* EXTRACTED TEXT
--- begin ---

The Hospices de Beaune in Burgundy, France
I was fortunate enough to receive an invitation to attend the auction as a member of the press. See article I published HERE, and was very impressed with the magnificence and pageantry of the event, which is always held on a Sunday.
Non-Stop Parties and Dinner at 1243 Bourgogne Society Wine Club
By invitation only, wine buyers from around the world usually arrive on Thursday evening and attend non-stop tastings at local wineries, which last all day Friday and Saturday. There is also the magnificent meal hosted by the Chevaliers de Bourgogne at the Clos de Vougeot on Saturday, though I did not attend this.
However, I did receive many invitations to winery tastings, and also enjoyed an elegant evening at the famous 1234 Bourgogne Society Wine Club where I finally had the opportunity to meet Aubert de Villaine. Tall and inspiring, he was every bit the gentleman as we chatted briefly about his work in getting the Unesco World Heritage approval for the Burgundy climats, as well as grape growing in California.
Inside 1234 Bourgogne Society Wine Club
A Most Sophisticated Auction
The auction itself starts on Sunday afternoon, and is located in the small convention center in the middle of Beaune. A red carpet and curtains around the stage make it seems very regal. From my perch in the media booth above the stage, I could look out at the sophisticated crowd and listen to the eloquent French and English accents of the Christie’s auctioneers.
View of Auction Crowd from Media Booth
Outside the windows, there is a surging mass of humanity as large crowds press up again the windows, and also watch the event on giant television screens. When I walked outside the sound of shouting and music filled the air, as everyone enjoyed the event with food and wine purchased from vendors around the square.

--- end ---

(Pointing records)
--- begin ---

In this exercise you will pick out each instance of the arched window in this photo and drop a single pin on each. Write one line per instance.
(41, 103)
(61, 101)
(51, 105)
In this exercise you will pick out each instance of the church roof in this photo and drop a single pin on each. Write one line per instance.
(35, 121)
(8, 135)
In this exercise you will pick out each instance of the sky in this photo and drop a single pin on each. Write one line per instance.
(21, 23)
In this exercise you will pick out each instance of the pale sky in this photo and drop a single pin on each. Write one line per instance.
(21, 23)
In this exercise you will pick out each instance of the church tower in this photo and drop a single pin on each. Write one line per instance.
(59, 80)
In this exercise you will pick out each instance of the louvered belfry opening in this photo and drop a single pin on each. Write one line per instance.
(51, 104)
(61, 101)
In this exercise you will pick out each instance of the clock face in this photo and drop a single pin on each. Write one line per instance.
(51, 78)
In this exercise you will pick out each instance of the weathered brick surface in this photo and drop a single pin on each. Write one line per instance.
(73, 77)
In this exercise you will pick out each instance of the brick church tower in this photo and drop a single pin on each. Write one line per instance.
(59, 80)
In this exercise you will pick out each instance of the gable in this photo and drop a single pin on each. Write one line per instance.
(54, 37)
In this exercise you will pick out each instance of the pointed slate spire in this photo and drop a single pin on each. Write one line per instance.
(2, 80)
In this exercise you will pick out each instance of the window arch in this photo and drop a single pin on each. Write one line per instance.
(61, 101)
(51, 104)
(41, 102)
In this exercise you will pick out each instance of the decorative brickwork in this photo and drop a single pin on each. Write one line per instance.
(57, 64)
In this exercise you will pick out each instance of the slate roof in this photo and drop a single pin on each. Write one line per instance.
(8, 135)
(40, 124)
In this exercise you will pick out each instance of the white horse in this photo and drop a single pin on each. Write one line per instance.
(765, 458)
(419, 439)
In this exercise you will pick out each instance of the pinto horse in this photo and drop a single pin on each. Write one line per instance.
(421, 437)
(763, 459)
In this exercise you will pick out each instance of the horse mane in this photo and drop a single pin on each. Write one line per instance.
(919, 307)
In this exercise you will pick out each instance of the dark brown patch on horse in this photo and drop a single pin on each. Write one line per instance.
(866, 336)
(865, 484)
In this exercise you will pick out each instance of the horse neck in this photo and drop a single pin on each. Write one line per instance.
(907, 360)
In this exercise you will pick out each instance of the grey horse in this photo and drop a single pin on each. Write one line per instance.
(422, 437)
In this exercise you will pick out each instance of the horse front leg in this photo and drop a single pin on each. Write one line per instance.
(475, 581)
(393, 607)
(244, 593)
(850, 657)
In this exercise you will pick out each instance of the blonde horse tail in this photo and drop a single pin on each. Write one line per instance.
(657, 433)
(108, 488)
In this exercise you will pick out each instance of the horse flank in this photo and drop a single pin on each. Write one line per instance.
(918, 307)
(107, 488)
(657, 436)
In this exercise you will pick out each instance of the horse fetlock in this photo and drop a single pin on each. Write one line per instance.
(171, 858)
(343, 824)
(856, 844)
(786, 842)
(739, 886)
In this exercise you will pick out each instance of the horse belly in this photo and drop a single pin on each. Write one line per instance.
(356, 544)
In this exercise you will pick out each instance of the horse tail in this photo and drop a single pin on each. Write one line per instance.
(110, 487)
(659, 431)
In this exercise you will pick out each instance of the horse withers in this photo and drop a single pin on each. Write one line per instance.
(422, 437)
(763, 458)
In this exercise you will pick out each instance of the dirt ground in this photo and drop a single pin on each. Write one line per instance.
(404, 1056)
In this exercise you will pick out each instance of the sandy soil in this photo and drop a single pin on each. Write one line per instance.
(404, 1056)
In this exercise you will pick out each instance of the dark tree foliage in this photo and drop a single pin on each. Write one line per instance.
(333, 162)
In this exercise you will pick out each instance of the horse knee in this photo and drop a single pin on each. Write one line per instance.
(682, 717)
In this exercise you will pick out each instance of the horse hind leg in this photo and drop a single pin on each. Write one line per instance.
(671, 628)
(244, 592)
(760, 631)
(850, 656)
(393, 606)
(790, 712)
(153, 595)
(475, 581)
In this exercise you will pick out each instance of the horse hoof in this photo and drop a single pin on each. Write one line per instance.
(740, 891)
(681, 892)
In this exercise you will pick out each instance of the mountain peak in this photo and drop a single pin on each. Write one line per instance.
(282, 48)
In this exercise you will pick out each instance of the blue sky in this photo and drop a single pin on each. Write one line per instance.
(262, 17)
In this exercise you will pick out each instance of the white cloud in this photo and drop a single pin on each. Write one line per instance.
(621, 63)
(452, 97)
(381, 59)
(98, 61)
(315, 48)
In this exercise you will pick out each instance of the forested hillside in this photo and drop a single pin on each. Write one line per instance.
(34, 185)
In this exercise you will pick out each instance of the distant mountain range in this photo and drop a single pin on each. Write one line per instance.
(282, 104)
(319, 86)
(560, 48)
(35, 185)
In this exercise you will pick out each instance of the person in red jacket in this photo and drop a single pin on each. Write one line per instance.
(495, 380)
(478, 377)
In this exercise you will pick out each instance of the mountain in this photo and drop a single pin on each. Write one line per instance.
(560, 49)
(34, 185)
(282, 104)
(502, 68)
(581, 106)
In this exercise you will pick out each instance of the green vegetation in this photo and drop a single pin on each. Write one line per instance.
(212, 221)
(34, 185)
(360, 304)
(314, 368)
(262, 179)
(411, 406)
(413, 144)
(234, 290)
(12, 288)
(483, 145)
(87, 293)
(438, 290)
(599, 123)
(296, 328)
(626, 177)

--- end ---

* TO-DO LIST
A: Answer these questions about the Hospices de Beaune auction text:
(i) Who hosts the Saturday meal at the Clos de Vougeot?
(ii) Where in Beaune is the auction held?
(iii) Whose auctioneers run the sale?
B: Please reproduce the passage of the Hospices de Beaune auction text starting with "Inside 1234 Bourgogne" and going on through "the Christie’s auctioneers.".

* FULL SOLUTIONS
A:
(i) The Chevaliers de Bourgogne
(ii) In the small convention center in the middle of Beaune
(iii) Christie's

B:
Inside 1234 Bourgogne Society Wine Club
A Most Sophisticated Auction
The auction itself starts on Sunday afternoon, and is located in the small convention center in the middle of Beaune. A red carpet and curtains around the stage make it seems very regal. From my perch in the media booth above the stage, I could look out at the sophisticated crowd and listen to the eloquent French and English accents of the Christie’s auctioneers.